■ **LISTED RECORDS**:
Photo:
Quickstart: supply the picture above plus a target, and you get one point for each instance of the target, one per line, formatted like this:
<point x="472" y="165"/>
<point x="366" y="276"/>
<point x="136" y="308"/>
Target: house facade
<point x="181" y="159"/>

■ **THE PROBLEM**: The required response is a complete, exact copy of the records.

■ **REPLY**:
Photo:
Quickstart: supply the picture above plus a target, and you get one point for each instance of the target, one per line, formatted like this:
<point x="472" y="165"/>
<point x="366" y="276"/>
<point x="136" y="308"/>
Target: house facade
<point x="181" y="159"/>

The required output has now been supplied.